GIVEN INSTRUCTION 1
Reproduce the stretch from "By mistake, I" through "to my address." in the forum thread on the solicitor's letter sent to the wrong address.
GIVEN INSTRUCTION 2
Resume the forum thread on the solicitor's letter sent to the wrong address, starting right after its final sentence.

SELECTED PASSAGE
>> START

# Solicitors Letter Posted To Wrong Address



## Peter54 (4 Oct 2010)

Maybe I'm over reacting, but I thought I would run this situation by you guys with the legal expertise.

By mistake, I opened a letter that was posted to my home, but was not addressed to me, instead it was addressed to a person I had a business with sometime back.  I have not seen my ex business partner in a long time and do not have their forwarding details bar a mobile phone number.

The letter in question was from a solicitors practice on behalf of a bank looking to collect a large sum of money that this person had borrowed.

I rang the person in question, who is now mortified that I know their personal information and that this letter had been posted to my address. 

Having discussed the situation, I have since learned that the person has no fixed abode and has tried to service the debt via debt management services.

To get to the point I am slightly annoyed that this solicitors practice would send this information to my address and threaten that they will seek judgment within seven days.


----------



## mf1 (4 Oct 2010)

Was there a return address on the letter? 

You made a mistake opening the letter. You read it. You now know what is in it. You've told the person it was intended for. They now know that matters are getting serious.

>> END

(Collected data)
>> START

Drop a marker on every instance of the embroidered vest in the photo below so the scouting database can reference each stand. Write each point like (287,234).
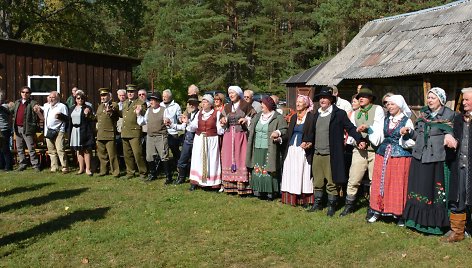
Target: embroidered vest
(207,126)
(392,137)
(155,123)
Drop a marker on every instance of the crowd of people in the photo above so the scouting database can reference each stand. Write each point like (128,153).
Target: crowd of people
(419,171)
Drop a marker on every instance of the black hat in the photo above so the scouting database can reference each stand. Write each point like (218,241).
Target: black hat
(130,87)
(193,98)
(325,92)
(365,92)
(104,90)
(156,95)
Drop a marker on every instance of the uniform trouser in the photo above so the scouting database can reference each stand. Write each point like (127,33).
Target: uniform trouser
(55,149)
(322,170)
(463,200)
(185,155)
(174,144)
(29,141)
(362,160)
(106,151)
(6,160)
(157,145)
(133,156)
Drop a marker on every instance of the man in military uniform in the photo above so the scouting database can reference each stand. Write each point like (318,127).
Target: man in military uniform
(107,116)
(131,134)
(156,119)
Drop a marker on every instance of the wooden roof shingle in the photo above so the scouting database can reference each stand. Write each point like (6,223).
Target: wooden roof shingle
(427,41)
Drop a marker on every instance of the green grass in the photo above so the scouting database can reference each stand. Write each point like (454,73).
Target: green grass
(60,220)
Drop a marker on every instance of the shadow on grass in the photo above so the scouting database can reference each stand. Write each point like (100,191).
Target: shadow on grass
(58,224)
(37,201)
(23,189)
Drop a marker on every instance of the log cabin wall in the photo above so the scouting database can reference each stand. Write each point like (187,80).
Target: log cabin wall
(76,68)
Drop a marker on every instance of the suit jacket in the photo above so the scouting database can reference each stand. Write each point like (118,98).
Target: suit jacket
(87,127)
(337,124)
(308,135)
(130,127)
(31,119)
(454,188)
(277,122)
(106,122)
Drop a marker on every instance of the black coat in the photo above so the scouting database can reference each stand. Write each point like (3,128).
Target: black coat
(308,132)
(337,124)
(87,127)
(454,178)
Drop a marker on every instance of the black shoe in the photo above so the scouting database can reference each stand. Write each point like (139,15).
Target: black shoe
(369,215)
(151,177)
(331,205)
(317,204)
(21,168)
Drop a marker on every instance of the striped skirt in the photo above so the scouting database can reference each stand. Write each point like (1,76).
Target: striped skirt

>> END

EXERCISE ANSWER 1
By mistake, I opened a letter that was posted to my home, but was not addressed to me, instead it was addressed to a person I had a business with sometime back.  I have not seen my ex business partner in a long time and do not have their forwarding details bar a mobile phone number.

The letter in question was from a solicitors practice on behalf of a bank looking to collect a large sum of money that this person had borrowed.

I rang the person in question, who is now mortified that I know their personal information and that this letter had been posted to my address.

EXERCISE ANSWER 2
"To get to the point I am slightly annoyed that this solicitors practice would send this information to my address and threaten that they will seek judgment within seven days. "

Why does this matter to you? 


mf


----------



## Peter54 (4 Oct 2010)

Thanks for responding Mf1.  

I've since rang the practice, telling them the situation, yet they got snooty with me!

They would not answer my question, when I asked them why they had presumed this person was living at my address.

I understand I opened the letter in error but surely serious letters of that nature cannot be willy-nilly sent to anyone they presume the person they are suing has connections too or in my case *had* connections with.


----------



## mf1 (4 Oct 2010)

They did not randomly pick your address out of nowhere! They have achieved a result because you've told the addressee about the letter. 

If further letters arrive, you should return them marked "not known at this address". 

mf


----------



## BazFitz (4 Oct 2010)

In your situation, I'd have opened the letter, read it and then destroyed it without contacting anyone.


----------



## Time (4 Oct 2010)

I would tend to agree with you BazFitz.


----------



## mercman (4 Oct 2010)

Peter54 said:


> Having discussed the situation, I have since learned that the person has no fixed abode and has tried to service the debt via debt management services.



Did you consider that the person concerned, your ex business partner, had given your address in the first instance. I find it strange that a Bank would lend a large amount of money to any person with no fixed abode.


----------



## mf1 (4 Oct 2010)

BazFitz said:


> In your situation, I'd have opened the letter, read it and then destroyed it without contacting anyone.



There is a dreadful certainty about sooner or later...........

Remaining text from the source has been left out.